TÂCHE À RÉALISER:
Répondez à partir du texte sur le harcèlement des internes en médecine :
(a) Quel syndicat a annoncé que la plainte déposée au CHU de Brest était jugée recevable, et à quelle date ?
(b) Contre qui les internes de Brest ont-ils porté plainte ?
(c) Quelle suite avait été donnée à la plainte au pénal dans l'affaire du CHU de Poitiers ?

TEXTE EXTRAIT:
•••••

[VU SUR LE WEB] Les alertes se sont multipliées ces dernières années, face au risque élevé de suicide chez les internes en médecine. La maltraitance de ces étudiants, les situations de harcèlement qu’ils ou elles vivent à l’hôpital, font partie des causes identifiées de leur mal-être.
Une plainte pour harcèlement moral a été déposée au pénal par des internes contre leur chef de service, au CHU de Brest. Celle-ci a été jugée recevable, a annoncé l’un de leurs syndicats, l’InterSyndicale Nationale des Internes (ISNI), le 8 juin. Signe de la fin de l’omerta qui règne encore à l’hôpital ?
Le recours à la justice est l’un des leviers actionnés par les organisations représentant les étudiants en médecine, dans le but de prévenir les suicides. Dans une affaire concernant le CHU de Poitiers, l’an dernier, la plainte au pénal avait été classée sans suite. C’est pourquoi l’ouverture d’une enquête, cette fois, marque un tournant.

•••••

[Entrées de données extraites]
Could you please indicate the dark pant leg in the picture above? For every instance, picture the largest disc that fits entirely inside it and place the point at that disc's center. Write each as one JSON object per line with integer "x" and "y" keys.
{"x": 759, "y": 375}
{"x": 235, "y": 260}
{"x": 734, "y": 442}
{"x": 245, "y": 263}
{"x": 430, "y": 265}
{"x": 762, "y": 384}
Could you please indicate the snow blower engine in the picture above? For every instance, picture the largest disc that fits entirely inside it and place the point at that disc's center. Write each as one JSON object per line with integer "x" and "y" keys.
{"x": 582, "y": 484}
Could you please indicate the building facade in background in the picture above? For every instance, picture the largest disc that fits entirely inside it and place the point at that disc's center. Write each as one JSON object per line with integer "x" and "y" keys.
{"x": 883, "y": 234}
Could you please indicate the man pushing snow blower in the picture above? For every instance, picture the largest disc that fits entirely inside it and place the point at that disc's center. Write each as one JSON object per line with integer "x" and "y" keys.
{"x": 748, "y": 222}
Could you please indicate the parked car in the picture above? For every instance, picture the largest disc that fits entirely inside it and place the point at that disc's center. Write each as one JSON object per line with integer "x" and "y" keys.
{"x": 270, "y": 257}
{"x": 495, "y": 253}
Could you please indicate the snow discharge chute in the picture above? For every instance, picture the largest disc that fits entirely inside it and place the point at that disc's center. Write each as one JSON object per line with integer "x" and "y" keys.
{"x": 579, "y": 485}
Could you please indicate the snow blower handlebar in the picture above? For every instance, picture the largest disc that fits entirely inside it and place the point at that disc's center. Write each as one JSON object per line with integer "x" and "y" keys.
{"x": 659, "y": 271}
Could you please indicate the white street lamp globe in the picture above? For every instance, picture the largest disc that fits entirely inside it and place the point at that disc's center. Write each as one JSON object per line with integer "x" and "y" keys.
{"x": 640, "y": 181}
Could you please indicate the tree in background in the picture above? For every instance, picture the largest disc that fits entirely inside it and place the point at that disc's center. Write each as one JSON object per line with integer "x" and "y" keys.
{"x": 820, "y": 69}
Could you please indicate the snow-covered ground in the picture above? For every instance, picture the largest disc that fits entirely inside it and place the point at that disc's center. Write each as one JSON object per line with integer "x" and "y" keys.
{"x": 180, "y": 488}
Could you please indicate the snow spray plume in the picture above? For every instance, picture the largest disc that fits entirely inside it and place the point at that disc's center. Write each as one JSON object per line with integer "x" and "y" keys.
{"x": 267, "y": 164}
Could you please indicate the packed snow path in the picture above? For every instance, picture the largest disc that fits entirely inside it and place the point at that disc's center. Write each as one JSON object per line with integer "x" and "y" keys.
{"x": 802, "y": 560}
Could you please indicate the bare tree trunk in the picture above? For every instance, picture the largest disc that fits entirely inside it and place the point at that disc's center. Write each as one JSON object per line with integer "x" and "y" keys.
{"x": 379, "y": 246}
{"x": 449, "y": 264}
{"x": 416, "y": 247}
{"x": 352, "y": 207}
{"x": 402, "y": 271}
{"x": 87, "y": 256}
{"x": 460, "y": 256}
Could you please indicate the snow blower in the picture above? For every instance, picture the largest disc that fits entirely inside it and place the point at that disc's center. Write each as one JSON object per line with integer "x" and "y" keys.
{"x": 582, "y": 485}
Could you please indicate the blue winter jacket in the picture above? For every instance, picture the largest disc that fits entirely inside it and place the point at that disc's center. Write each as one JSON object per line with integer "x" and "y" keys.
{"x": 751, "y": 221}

•••••

RÉPONSE ATTENDUE:
(a) L'InterSyndicale Nationale des Internes (ISNI), le 8 juin.
(b) Contre leur chef de service.
(c) Elle avait été classée sans suite.